> _Geselecteerd fragment_
———

Hebben de Joden meer etnische zuiveringen uitgevoerd dan de Arabieren tijdens de oorlog van ‘48? Zeker, in ieder geval in absolute aantallen. Maar vergeet niet dat waar ongeveer 80 procent van de Palestijnen hun huizen ontvluchtten, letterlijk alle Joden uit dorpen en steden die door Arabieren werden veroverd zijn gevlucht of verdreven. Dat dit er veel minder waren (schattingen schommelen rond de 40.000) heeft niets te maken met Arabisch mededogen voor hun lot, maar alles met het geringe succes dat de Arabische legers en milities behaalden op de Joden. De Arabieren veroverden slechts tien Joodse nederzettingen of wijken, terwijl de Joden meer dan 500 Arabische dorpen en steden innamen. Waar er belangrijke uitzonderingen waren op de zuivering van Palestijnen door de Joden (Nazareth, Jaff a), moeten wij niet vergeten dat in de Joodse wijk van de Oude Stad van Jeruzalem of in de nederzettingen van het Etzion-blok na de oorlog niet één Jood over was.

Vergeleken bij meer recente oorlogen – Vietnam, Soedan, Syrië – was de strijd in Palestina een dwerg

Om nog maar te zwijgen over de zuiveringen in de Arabische landen na afloop van de Israëlische Onafhankelijkheidsoorlog. Eeuwenoude Joodse gemeenschappen in de hele Arabische wereld verdwenen: in Egypte, in Syrië, in Libanon, in Irak, in Algerije. Het totale aantal gevluchte of verdreven Joden uit Arabische en islamitische landen is ruwweg even groot als dat van de verdreven of gevluchte Arabieren uit Israël. Met dat verschil dat zij geen internationaal erkende vluchtelingenstatus van generatie op generatie hebben, geen recht op terugkeer of zelfs maar compensatie eisen, en zelfs geen lekker in het gehoor liggende naam zoals nakba hebben om hun leed te beschrijven.

———

> _Verzamelde gegevens_
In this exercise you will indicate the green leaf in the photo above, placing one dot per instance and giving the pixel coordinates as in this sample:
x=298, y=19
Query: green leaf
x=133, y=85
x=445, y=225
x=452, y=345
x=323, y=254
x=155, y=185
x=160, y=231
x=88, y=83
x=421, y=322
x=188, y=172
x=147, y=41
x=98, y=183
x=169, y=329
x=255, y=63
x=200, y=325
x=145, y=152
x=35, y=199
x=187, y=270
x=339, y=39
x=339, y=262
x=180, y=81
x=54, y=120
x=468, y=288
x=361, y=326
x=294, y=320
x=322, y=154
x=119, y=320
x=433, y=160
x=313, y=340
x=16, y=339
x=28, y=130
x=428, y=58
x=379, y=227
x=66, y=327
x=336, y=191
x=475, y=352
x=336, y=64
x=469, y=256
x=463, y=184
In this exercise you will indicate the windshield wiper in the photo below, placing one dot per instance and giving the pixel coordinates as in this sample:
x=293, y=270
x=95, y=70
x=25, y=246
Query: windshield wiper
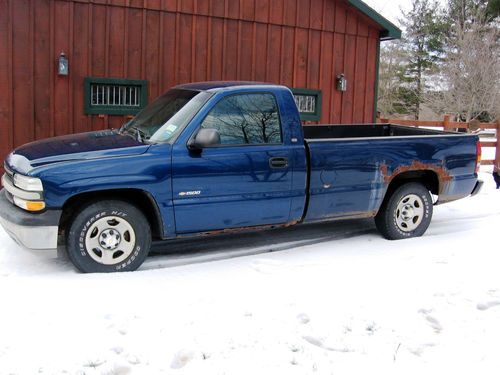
x=140, y=134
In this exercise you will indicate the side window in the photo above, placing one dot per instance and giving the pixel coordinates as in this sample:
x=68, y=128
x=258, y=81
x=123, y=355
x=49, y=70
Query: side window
x=245, y=119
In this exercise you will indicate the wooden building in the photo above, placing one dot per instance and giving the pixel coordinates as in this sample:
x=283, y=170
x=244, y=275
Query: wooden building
x=119, y=54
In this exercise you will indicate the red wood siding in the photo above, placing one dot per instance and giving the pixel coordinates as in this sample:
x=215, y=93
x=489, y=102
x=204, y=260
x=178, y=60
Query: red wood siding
x=298, y=43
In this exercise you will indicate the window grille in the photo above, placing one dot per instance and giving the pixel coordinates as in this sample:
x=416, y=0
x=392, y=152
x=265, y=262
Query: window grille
x=308, y=103
x=114, y=96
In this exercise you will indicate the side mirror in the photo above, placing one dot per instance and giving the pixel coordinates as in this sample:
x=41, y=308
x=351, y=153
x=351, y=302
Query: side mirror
x=204, y=138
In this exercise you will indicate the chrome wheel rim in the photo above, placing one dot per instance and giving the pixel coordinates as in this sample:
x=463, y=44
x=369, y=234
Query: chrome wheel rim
x=409, y=212
x=110, y=240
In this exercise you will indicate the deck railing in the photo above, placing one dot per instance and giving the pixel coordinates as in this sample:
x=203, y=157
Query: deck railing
x=473, y=126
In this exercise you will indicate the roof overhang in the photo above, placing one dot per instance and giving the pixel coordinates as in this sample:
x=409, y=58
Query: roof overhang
x=389, y=32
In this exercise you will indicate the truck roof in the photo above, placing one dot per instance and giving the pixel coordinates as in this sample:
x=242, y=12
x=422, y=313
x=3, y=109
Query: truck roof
x=214, y=85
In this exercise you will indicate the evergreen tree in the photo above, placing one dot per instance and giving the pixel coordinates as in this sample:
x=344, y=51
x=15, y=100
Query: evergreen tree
x=423, y=41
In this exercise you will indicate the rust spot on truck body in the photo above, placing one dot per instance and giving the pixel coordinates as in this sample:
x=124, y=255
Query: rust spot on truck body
x=240, y=229
x=443, y=175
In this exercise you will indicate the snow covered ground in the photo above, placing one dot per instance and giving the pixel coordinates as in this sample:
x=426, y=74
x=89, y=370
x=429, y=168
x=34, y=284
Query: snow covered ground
x=324, y=299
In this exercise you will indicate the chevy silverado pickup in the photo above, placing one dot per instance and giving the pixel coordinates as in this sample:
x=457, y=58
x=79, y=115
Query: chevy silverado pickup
x=216, y=157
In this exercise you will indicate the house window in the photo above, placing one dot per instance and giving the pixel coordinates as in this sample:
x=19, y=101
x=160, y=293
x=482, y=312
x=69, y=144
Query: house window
x=113, y=96
x=308, y=103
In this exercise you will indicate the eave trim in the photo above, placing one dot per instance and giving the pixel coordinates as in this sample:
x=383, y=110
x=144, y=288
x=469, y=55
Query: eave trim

———

> _Opdrachten_
1. Typ de passage uit het fragment van "Vergeleken bij meer" tot en met "leed te beschrijven." woordelijk over.
2. Noem alle landen die het fragment opsomt als plaatsen waar eeuwenoude Joodse gemeenschappen verdwenen.

> _Antwoorden_
1.
Vergeleken bij meer recente oorlogen – Vietnam, Soedan, Syrië – was de strijd in Palestina een dwerg

Om nog maar te zwijgen over de zuiveringen in de Arabische landen na afloop van de Israëlische Onafhankelijkheidsoorlog. Eeuwenoude Joodse gemeenschappen in de hele Arabische wereld verdwenen: in Egypte, in Syrië, in Libanon, in Irak, in Algerije. Het totale aantal gevluchte of verdreven Joden uit Arabische en islamitische landen is ruwweg even groot als dat van de verdreven of gevluchte Arabieren uit Israël. Met dat verschil dat zij geen internationaal erkende vluchtelingenstatus van generatie op generatie hebben, geen recht op terugkeer of zelfs maar compensatie eisen, en zelfs geen lekker in het gehoor liggende naam zoals nakba hebben om hun leed te beschrijven.

2. Egypte, Syrië, Libanon, Irak en Algerije.